-- Material to process --

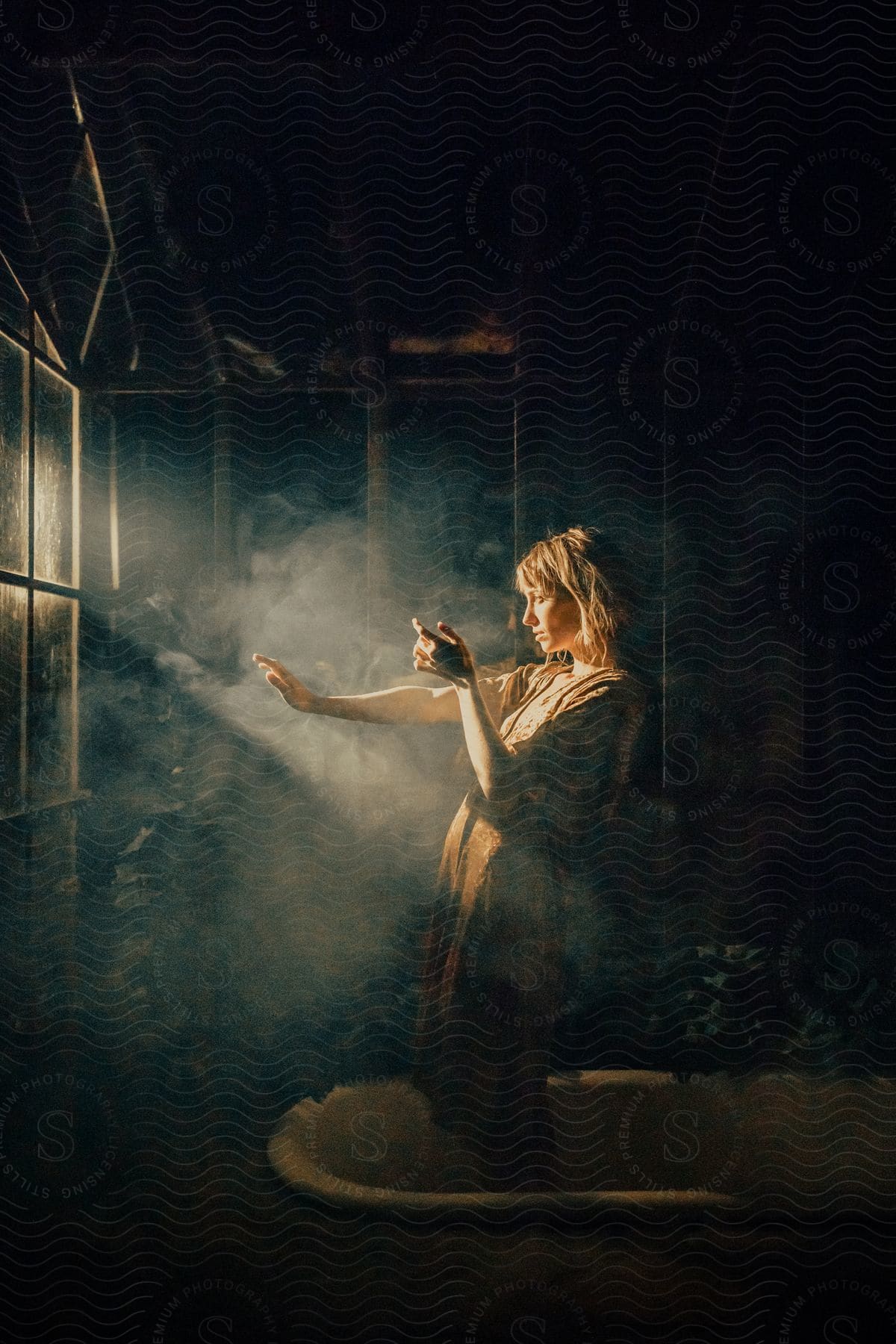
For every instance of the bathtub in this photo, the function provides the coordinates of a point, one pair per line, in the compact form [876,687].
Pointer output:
[626,1139]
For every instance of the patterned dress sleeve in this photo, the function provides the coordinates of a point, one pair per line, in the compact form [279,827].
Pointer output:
[571,774]
[503,694]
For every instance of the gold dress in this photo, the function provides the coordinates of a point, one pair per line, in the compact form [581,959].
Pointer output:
[492,987]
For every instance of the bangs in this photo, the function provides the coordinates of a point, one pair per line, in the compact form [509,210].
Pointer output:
[536,571]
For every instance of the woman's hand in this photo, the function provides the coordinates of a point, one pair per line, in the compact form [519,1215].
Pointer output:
[293,691]
[445,653]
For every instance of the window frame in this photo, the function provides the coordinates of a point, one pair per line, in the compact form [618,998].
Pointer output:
[28,799]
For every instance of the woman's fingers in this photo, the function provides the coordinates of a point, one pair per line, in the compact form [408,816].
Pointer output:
[421,629]
[264,662]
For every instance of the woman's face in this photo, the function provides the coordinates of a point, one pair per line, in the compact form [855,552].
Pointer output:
[555,620]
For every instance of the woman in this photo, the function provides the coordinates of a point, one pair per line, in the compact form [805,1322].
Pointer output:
[548,744]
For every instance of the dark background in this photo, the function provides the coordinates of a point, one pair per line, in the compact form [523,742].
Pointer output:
[393,290]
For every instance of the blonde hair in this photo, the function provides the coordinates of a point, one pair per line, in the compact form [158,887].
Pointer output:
[590,567]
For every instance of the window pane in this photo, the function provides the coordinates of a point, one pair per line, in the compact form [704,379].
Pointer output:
[13,305]
[50,710]
[13,621]
[53,482]
[13,460]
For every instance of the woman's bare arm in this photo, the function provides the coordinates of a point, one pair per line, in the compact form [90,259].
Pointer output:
[396,705]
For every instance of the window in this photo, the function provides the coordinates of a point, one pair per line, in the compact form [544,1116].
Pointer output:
[40,562]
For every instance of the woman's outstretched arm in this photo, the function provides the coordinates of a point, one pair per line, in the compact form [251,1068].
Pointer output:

-- Activity --
Transcribe the data exactly, minus any images.

-- Answer to this task --
For every instance of the bathtub in this photo, the function provides the coordinates of a point, one pair per line, in the compact form [876,687].
Pointer output:
[626,1139]
For every instance of the patterned dress sleeve in this photo, the function provides the coordinates of a point, one pair per line, in the compact form [279,827].
Pointer output:
[571,774]
[503,694]
For every instance of the gold dress in this photo, the function provides the coordinates of a point, one pair per line, in the compact form [581,959].
Pointer output:
[492,987]
For every instance of the bangs in this photo, the function provides the coordinates of a point, one pair per line, in the compact form [509,210].
Pointer output:
[536,571]
For every instance of the woman's hand in this photo, the function provides the coordinates of a point, one pair per line, in the compact form [519,1215].
Pointer output:
[293,691]
[445,653]
For every instance of the window frame in this photo, the function provides the coordinates of a point, one pair per line, in the compact form [618,998].
Pointer output:
[28,799]
For every instance of the woman's fingers in this photo, the function provides the coordinates of a point, one pair per line, in the compact form [408,816].
Pointer output:
[421,629]
[264,662]
For every instance of the woman's face in this photo, the function provides the coordinates of a point, one pair per line, in the compact form [855,552].
Pointer output:
[555,620]
For every instance of the woman in this photo, the function provides the coordinates of a point, one pair per line, in the compact form [805,1322].
Pointer output:
[548,744]
For every instance of the dark background in this photo, the function provides the coordinates of a point, one pair per line, in the compact form [523,742].
Pointer output:
[393,290]
For every instance of the blonde hair in this photo, the function provides the coordinates of a point, one pair per line, in the compact form [158,887].
Pointer output:
[590,567]
For every instance of the window pane in this photo, the function provides the coordinates of a point, one pair per line, in the compact form [704,379].
Pointer output:
[13,305]
[50,710]
[13,621]
[53,482]
[13,460]
For every instance of the woman's bare arm in this photo, the function provides the coordinates of a point, one pair per line, in the compact form [90,259].
Pointer output:
[396,705]
For every instance of the window in this photo, the function provides the coordinates of a point, one pair per line, in the compact form [544,1116].
Pointer output:
[40,562]
For every instance of the woman's outstretched arm in this photo, the function provides the coordinates of a point, one pair per line, in the compact form [251,1068].
Pointer output:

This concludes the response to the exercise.